-- Begin Data provided --

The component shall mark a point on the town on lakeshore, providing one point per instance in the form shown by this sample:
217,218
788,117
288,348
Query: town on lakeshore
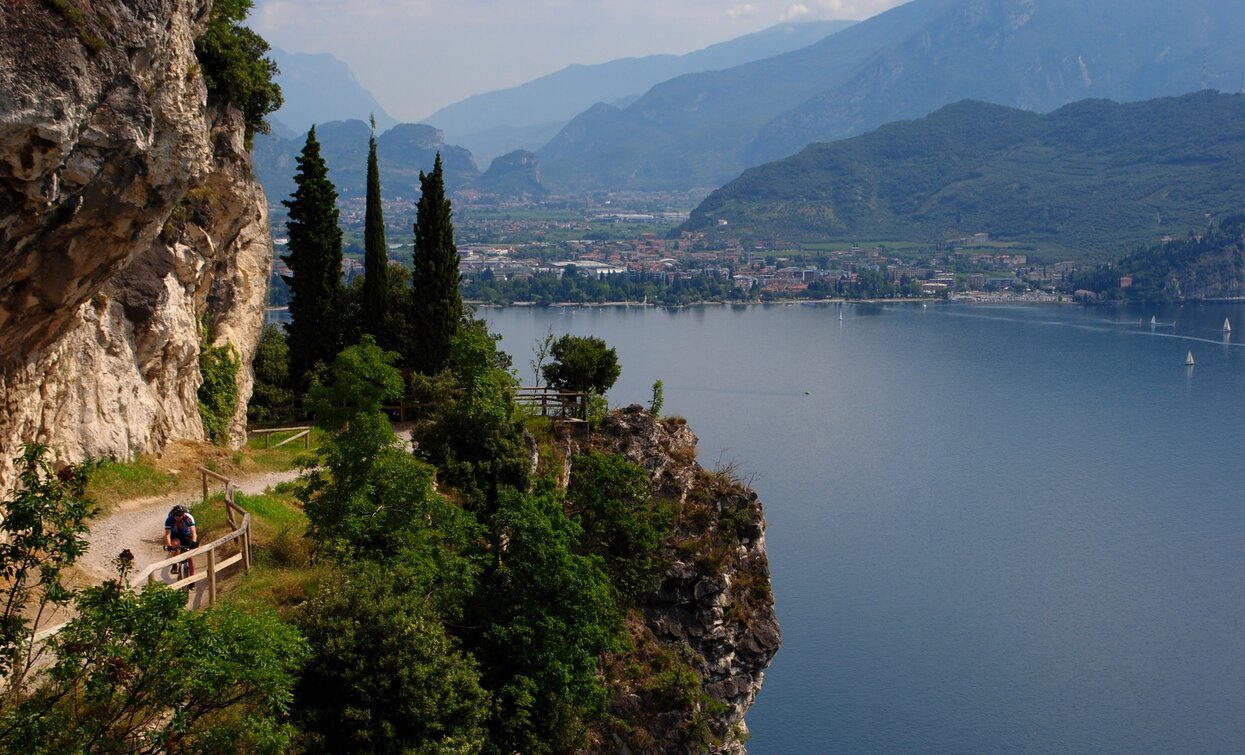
609,253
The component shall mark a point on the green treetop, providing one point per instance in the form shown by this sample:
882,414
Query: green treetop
436,305
235,67
375,304
315,264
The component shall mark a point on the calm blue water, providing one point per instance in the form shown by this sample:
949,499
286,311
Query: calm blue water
991,528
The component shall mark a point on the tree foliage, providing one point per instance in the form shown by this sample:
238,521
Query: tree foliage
42,532
315,264
235,66
385,677
218,386
376,289
140,673
272,396
547,613
436,303
476,439
582,363
360,380
611,500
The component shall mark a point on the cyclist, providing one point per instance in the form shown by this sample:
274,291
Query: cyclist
179,531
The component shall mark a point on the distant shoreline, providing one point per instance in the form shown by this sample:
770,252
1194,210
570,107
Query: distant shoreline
961,299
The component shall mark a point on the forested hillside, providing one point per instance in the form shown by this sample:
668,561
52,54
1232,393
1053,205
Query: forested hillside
701,130
1093,178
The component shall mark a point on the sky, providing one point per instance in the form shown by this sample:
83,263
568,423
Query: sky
417,56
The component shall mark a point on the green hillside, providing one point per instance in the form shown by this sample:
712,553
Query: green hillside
1094,178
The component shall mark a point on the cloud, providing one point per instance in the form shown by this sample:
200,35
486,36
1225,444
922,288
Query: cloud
741,11
796,11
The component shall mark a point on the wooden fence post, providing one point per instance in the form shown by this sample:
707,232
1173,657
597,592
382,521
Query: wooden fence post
212,577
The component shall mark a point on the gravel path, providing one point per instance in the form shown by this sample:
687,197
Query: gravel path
138,525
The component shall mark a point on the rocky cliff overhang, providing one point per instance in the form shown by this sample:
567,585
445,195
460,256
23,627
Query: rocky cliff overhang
714,606
127,218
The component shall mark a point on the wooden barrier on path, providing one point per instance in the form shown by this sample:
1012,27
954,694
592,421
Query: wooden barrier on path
553,403
305,434
240,531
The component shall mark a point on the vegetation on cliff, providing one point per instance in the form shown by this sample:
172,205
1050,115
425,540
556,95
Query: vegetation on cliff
235,66
1202,265
1093,177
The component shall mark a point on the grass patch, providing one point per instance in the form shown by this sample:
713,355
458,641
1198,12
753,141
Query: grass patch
121,481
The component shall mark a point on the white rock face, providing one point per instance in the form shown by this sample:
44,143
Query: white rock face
128,216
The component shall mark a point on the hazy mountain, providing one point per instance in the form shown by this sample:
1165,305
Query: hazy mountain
319,89
700,130
401,152
1093,177
528,115
513,175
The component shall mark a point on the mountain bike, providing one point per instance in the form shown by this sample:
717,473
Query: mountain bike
181,569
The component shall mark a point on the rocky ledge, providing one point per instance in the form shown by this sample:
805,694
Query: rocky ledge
714,609
128,218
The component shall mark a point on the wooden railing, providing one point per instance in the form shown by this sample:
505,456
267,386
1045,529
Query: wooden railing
240,531
305,434
553,403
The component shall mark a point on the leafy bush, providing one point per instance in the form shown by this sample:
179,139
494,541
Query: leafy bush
582,363
218,390
385,677
272,398
476,439
545,616
611,498
142,673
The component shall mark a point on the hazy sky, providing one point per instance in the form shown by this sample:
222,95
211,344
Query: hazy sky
420,55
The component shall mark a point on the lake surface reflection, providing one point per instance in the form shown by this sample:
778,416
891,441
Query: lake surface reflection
991,528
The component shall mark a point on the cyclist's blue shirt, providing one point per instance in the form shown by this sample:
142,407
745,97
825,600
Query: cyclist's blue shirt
184,530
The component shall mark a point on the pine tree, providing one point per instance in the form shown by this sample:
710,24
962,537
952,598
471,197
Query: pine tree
375,304
315,264
436,303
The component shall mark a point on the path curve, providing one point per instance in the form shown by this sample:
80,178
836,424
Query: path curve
138,525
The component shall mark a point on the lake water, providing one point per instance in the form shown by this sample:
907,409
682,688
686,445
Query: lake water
991,528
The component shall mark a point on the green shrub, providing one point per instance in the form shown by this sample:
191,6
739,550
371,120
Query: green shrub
218,391
235,67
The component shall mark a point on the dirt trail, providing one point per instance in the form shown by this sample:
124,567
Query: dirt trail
138,525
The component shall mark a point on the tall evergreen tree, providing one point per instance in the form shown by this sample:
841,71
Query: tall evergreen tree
315,264
375,304
436,302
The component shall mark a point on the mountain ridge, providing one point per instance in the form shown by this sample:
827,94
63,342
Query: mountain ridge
702,130
534,111
1096,176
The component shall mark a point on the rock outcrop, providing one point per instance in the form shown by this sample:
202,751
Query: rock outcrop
128,218
714,609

-- End Data provided --

**To do:**
Reproduce all of the items above, substituting "giving one point for each instance" for every occurrence of "providing one point per instance" and keeping everything else unchanged. Omit the pictures from your answer.

**Exercise answer:**
The component shall mark a point on the town on lakeshore, giving one point for each instance in the form shown by this sample:
217,218
788,117
288,348
Query: town on lakeshore
609,253
The component shall mark a point on the green treetop, giving one point for each instance in the form shown by this sample:
882,414
Query: green treetop
436,305
235,67
375,304
315,264
The component shall mark a point on the calm blue water, giving one point for each instance in the form shown by this sample:
949,499
286,311
Query: calm blue water
991,528
The component shall mark a point on the tree foliage, giving one point for each instance in the form shown by this sample:
238,521
Query: tree foliage
42,532
315,264
235,66
385,677
218,386
376,289
140,673
272,396
547,613
436,303
476,439
582,363
360,380
611,500
The component shall mark a point on the cyclist, giving one point for each instance in the form shown by this sample:
274,291
Query: cyclist
179,531
The component shall mark a point on the distant shoreline, giving one point for each instance in the form shown by this sample:
770,252
1194,210
570,107
Query: distant shoreline
961,299
The component shall mark a point on the forested hillside, giving one point for each instance in the form shown by this sample:
668,561
52,54
1232,393
1053,205
Query: forested hillside
701,130
1093,178
The component shall mark a point on the sky, giving one point for each instance in the form shown by this sample:
83,263
568,423
Query: sky
417,56
The component shall mark a point on the green hillside, giving one point for each instance in the form shown by this sample:
712,553
Query: green hillside
1094,178
The component shall mark a point on the cloud, giving one point for each instance in the form shown by this sample:
200,35
486,36
1225,444
922,288
Query: cloud
741,11
796,11
The component shall mark a point on the wooden fence post, giving one point for each instance in the form shown by this sample:
707,232
1173,657
597,592
382,521
Query: wooden fence post
212,577
The component shall mark a point on the gravel path, giving one point for each instance in the form shown by this sample:
687,197
Query: gravel path
138,525
The component shall mark a point on the rocky cliff overhang, giving one point for each instance in the form shown by this sample:
567,585
445,195
460,256
23,627
Query: rocky cliff overhang
714,606
127,218
The component shall mark a point on the wooden barrier on path, giving one point for each instance in the form shown by this sample:
1012,27
954,694
592,421
Query: wooden barrier on path
553,403
305,434
240,531
The component shall mark a point on the vegetation on cliff, giving one point for each instance in the form shown by this sample:
172,205
1050,115
425,540
556,95
Query: vegetation on cliff
235,66
1202,265
1093,177
The component shall mark a point on the grass patch, giving one point for each instance in the form shown by this sample:
713,355
458,641
1198,12
753,141
Query: grass patch
121,481
The component shall mark a point on the white rock face, giving one point for each instance in the form shown by this sample:
44,143
Query: white rock face
128,216
The component shall mark a point on the hazy mountain, giving one point for each instance in the form shown by this sample:
1165,305
Query: hazy mountain
319,89
700,130
401,152
1093,177
528,115
513,175
The component shall mark a point on the mountain bike, giving one point for each instance in the form shown by this sample:
717,473
Query: mountain bike
181,569
The component shall mark a point on the rocky ledge, giving one point for each instance in the form shown by this sample:
805,694
Query: rocky ledge
714,609
128,218
The component shall mark a point on the wooden railing, giving one point for each instance in the form shown by this sample:
505,456
267,386
1045,529
Query: wooden railing
240,531
305,434
553,403
The component shall mark a point on the leafy bush, giving one point for each instance in the form shown by this sample:
179,139
494,541
Query: leafy bush
582,363
218,390
385,677
272,398
476,439
545,616
611,498
142,673
The component shall mark a point on the hazy sky, giving one point for each instance in the form shown by this sample:
222,95
211,344
Query: hazy sky
420,55
The component shall mark a point on the lake surface reflection, giving one point for each instance in the form shown by this sample:
778,416
891,441
Query: lake surface reflection
991,528
The component shall mark a point on the cyclist's blue shirt, giving one point for each instance in the form shown by this sample:
142,407
745,97
825,600
Query: cyclist's blue shirt
184,530
The component shall mark a point on the pine tree, giving one point for each instance in the form shown by this sample:
710,24
962,537
952,598
471,197
Query: pine tree
375,304
315,264
436,303
The component shall mark a point on the path curve, giving one point for each instance in the form shown by this sample:
80,178
836,424
Query: path curve
138,525
The component shall mark a point on the lake water, giving one point for each instance in the form shown by this sample:
907,409
682,688
686,445
Query: lake water
991,528
The component shall mark a point on the green shrub, giving one point for each instance in the form shown by this sample:
191,6
739,550
371,120
Query: green shrub
218,391
235,67
The component shall mark a point on the dirt trail, giving one point for each instance in the form shown by this sample:
124,567
Query: dirt trail
138,525
The component shall mark a point on the tall evergreen tree, giving one point for each instance in the form shown by this sample:
841,71
Query: tall evergreen tree
315,264
375,304
436,302
The component shall mark a point on the mountain ridge, giving one point for each instance in the form shown by this sample:
827,94
63,342
Query: mountain ridge
702,130
534,111
1096,176
The component shall mark a point on the rock outcrop, giving one point for each instance in the form shown by this sample:
202,751
Query: rock outcrop
128,218
714,609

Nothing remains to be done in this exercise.